| TASK TO CARRY OUT |
Reproduce the records verbatim, beginning at the line that contains "form [(15, 105)]." and ending after the line that contains "[(304, 322)]", with both of those lines included.

| RECORD EXTRACTS |
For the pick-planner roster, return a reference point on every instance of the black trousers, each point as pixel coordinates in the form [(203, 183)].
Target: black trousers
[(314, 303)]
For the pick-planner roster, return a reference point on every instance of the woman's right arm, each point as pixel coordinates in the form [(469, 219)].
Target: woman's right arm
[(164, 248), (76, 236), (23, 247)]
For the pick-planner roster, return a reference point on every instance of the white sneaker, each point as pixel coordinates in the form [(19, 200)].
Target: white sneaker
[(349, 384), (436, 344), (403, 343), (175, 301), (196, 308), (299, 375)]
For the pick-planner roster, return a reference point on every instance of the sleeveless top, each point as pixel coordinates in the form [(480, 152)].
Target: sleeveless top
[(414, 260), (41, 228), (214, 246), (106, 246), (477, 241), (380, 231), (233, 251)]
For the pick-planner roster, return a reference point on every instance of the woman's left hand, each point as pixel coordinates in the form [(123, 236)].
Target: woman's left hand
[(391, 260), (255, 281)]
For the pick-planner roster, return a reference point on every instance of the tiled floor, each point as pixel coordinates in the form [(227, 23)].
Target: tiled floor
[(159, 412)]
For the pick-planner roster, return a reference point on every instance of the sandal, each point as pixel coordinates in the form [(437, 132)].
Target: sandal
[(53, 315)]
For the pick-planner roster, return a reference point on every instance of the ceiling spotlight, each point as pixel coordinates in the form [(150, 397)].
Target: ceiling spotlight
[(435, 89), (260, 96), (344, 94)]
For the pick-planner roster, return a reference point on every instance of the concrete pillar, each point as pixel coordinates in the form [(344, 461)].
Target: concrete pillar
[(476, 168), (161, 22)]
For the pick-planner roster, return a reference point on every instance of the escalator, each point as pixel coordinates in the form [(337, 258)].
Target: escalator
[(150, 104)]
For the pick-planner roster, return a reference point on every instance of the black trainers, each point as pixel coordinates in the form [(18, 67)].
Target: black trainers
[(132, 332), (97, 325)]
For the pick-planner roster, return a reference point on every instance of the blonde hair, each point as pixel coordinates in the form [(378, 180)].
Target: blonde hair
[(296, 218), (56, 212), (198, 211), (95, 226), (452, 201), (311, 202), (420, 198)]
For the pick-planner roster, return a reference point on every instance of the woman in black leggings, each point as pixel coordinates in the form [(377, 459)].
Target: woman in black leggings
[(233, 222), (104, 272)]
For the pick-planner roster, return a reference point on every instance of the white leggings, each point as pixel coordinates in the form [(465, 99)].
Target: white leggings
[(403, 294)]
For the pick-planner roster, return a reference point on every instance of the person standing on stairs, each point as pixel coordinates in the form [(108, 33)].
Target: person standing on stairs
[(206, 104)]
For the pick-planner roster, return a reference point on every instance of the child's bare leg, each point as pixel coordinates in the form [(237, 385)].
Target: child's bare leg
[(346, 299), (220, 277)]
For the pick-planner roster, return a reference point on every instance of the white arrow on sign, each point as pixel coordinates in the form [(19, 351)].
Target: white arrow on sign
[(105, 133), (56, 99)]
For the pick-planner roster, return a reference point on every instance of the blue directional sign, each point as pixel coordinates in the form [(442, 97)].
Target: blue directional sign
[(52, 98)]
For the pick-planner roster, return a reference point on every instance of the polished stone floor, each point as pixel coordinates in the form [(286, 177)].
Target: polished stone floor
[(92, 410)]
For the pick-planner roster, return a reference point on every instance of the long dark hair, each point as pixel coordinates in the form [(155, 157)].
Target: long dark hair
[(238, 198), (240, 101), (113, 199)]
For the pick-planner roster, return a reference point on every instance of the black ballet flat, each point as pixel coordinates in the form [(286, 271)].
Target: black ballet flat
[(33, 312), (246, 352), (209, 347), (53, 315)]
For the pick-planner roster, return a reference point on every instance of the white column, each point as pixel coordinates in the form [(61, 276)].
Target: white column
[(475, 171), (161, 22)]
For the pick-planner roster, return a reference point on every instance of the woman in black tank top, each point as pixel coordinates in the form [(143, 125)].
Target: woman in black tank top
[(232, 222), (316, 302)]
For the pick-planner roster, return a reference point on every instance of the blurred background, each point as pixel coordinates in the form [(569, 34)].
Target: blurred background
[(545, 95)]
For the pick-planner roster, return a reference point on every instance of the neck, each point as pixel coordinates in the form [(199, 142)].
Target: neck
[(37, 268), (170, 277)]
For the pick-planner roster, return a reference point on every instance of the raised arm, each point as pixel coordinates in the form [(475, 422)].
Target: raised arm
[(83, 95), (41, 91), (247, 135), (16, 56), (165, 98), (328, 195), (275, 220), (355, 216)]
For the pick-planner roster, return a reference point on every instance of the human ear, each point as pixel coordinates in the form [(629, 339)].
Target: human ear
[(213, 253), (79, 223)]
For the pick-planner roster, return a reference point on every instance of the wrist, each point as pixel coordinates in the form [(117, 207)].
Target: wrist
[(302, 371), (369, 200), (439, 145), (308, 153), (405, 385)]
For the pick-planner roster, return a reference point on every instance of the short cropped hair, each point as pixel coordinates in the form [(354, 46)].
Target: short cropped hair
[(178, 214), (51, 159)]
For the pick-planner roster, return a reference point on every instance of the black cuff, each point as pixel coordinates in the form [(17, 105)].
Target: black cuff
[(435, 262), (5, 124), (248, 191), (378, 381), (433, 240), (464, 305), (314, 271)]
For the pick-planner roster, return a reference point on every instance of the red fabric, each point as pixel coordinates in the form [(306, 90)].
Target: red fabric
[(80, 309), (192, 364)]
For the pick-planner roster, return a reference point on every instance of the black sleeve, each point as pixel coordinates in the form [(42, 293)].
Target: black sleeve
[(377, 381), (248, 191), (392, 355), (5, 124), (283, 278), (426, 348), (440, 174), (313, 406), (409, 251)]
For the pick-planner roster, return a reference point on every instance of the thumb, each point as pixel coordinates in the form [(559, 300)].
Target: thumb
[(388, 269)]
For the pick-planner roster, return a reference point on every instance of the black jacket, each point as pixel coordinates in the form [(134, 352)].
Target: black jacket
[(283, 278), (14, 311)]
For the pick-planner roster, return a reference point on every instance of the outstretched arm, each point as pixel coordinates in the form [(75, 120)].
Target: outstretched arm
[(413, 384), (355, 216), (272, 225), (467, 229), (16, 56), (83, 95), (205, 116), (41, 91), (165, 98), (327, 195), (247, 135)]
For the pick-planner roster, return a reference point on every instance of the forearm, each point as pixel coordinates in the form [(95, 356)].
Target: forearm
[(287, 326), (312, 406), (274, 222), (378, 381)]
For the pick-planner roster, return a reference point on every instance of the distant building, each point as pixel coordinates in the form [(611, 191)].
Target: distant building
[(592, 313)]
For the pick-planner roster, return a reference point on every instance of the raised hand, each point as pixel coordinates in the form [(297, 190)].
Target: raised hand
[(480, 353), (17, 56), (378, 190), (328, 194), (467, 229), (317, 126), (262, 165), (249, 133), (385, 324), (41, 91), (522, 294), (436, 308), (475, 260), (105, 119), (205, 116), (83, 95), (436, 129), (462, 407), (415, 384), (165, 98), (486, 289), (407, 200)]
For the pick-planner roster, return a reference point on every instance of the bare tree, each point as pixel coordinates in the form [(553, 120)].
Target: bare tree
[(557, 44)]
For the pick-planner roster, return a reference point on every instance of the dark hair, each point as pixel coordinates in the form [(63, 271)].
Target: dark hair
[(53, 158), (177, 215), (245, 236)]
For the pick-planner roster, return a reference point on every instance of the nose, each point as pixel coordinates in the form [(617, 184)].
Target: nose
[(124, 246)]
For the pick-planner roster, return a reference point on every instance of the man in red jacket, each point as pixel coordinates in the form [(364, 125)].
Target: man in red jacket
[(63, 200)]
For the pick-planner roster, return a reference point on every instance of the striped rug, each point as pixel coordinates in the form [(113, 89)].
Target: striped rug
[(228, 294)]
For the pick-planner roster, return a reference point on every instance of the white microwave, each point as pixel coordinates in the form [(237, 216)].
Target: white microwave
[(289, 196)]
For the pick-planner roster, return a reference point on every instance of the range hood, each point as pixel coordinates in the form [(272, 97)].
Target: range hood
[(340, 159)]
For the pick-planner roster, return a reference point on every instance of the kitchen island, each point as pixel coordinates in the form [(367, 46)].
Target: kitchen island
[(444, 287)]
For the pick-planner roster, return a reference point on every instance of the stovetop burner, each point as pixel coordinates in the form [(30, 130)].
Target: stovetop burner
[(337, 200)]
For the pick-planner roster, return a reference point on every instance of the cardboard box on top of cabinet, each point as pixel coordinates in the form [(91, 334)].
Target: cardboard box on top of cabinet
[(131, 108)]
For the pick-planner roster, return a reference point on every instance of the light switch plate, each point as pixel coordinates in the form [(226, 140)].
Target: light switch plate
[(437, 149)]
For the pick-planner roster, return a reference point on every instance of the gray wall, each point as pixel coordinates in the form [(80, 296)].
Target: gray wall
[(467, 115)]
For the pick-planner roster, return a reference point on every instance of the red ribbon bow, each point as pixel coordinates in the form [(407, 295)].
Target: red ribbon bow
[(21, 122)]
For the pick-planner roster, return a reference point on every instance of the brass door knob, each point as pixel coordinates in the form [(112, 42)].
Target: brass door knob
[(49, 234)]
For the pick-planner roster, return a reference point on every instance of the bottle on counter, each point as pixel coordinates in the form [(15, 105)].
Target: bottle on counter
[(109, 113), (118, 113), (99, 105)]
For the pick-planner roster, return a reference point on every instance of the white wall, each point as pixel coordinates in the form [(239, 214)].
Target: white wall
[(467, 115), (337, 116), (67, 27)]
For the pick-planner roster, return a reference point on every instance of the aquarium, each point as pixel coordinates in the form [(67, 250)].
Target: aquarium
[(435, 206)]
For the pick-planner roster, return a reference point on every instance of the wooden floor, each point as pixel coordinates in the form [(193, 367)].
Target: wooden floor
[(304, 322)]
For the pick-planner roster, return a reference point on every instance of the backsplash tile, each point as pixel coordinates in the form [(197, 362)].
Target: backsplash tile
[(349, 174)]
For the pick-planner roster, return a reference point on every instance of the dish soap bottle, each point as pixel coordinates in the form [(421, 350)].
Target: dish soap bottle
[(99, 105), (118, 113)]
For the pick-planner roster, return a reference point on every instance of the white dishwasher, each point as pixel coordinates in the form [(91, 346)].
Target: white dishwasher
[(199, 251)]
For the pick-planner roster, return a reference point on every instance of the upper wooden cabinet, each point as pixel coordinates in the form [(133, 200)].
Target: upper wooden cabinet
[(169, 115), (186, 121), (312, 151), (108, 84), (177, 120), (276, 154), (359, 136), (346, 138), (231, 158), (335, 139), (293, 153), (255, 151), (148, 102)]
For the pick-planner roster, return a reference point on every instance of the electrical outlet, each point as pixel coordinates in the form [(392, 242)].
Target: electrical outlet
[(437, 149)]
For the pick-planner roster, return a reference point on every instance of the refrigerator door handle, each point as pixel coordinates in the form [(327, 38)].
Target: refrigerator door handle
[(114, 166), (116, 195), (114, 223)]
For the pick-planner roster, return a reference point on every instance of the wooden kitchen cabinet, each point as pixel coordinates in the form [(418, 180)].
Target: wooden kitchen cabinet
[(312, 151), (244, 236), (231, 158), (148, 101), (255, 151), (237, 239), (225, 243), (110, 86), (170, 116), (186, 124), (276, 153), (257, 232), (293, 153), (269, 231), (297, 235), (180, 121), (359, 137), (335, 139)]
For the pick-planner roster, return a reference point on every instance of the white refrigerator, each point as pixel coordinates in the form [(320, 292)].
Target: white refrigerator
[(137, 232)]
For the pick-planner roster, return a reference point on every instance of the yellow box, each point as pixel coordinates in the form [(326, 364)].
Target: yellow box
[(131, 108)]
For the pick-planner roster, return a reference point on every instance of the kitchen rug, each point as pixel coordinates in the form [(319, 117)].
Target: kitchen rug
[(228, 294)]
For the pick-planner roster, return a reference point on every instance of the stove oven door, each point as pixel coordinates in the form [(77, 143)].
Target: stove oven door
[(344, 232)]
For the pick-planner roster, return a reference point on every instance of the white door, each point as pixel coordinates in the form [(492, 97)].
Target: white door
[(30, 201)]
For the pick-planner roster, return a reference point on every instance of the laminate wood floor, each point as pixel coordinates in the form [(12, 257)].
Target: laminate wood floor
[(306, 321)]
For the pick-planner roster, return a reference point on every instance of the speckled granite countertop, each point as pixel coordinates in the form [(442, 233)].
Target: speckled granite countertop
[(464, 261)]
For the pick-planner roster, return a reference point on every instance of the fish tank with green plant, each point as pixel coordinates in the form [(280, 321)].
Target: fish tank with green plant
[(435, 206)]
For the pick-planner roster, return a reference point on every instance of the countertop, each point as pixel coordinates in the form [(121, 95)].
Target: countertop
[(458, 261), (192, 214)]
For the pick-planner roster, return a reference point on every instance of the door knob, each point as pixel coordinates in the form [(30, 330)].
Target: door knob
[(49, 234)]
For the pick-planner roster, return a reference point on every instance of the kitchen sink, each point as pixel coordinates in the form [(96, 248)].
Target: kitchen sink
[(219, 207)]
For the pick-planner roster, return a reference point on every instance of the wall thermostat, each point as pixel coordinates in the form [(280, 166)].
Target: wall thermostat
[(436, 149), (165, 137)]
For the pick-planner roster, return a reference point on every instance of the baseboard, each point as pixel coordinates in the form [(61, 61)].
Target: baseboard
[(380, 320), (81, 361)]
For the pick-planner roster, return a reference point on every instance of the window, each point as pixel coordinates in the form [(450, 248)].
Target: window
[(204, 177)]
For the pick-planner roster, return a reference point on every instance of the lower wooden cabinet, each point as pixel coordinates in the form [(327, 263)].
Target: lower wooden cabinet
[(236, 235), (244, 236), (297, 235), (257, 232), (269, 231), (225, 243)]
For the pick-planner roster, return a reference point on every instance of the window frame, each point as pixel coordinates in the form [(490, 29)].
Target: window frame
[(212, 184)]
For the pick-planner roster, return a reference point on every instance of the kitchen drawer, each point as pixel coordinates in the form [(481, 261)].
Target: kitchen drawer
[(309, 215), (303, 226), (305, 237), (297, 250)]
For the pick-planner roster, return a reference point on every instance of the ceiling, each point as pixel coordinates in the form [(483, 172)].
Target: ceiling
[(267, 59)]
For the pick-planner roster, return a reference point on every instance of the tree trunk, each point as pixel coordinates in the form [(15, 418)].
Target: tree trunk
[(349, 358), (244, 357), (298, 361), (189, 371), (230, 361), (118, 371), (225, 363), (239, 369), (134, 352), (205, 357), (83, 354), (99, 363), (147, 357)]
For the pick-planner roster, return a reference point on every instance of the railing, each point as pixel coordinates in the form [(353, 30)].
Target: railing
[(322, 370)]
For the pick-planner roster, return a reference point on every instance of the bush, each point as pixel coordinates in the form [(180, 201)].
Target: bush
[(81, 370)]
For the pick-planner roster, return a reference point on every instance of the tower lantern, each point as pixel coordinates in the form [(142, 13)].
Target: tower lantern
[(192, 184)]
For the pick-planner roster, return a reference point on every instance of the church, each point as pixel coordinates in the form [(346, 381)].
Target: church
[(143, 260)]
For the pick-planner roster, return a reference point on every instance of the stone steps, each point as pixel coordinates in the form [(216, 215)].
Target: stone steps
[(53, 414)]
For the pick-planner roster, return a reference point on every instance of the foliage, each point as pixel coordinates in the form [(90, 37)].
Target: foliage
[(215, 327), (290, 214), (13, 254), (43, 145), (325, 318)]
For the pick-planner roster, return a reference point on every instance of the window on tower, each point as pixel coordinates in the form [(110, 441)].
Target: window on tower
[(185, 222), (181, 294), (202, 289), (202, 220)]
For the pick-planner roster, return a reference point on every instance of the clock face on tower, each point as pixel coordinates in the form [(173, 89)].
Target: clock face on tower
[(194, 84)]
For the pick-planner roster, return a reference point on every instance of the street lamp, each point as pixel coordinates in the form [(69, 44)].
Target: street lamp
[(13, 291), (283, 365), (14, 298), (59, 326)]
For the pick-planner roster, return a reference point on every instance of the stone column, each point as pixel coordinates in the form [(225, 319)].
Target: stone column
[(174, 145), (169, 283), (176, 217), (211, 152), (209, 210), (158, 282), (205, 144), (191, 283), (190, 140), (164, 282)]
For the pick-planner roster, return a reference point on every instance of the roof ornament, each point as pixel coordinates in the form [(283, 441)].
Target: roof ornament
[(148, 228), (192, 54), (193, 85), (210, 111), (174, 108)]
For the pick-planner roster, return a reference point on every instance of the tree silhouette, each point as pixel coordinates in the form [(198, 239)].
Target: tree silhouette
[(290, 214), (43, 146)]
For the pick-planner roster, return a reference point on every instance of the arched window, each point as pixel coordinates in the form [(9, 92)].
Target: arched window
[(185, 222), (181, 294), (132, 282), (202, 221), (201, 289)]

| PROBLEM SOLUTION |
For the pick-planner roster, return a reference point on every instance of the bottle on counter, each point as pixel coordinates in the form [(15, 105)].
Target: bottle on counter
[(109, 113), (118, 113), (99, 105)]
For the pick-planner roster, return a reference point on every instance of the white wall, each point as pixel coordinates in the form [(239, 214)].
Target: white wall
[(467, 115), (337, 116), (67, 27)]
For the pick-planner roster, return a reference point on every instance of the aquarium, each point as pixel coordinates in the form [(67, 250)].
Target: aquarium
[(435, 206)]
For the pick-planner roster, return a reference point on every instance of the wooden floor, each point as pixel coordinates in the form [(193, 367)].
Target: wooden floor
[(304, 322)]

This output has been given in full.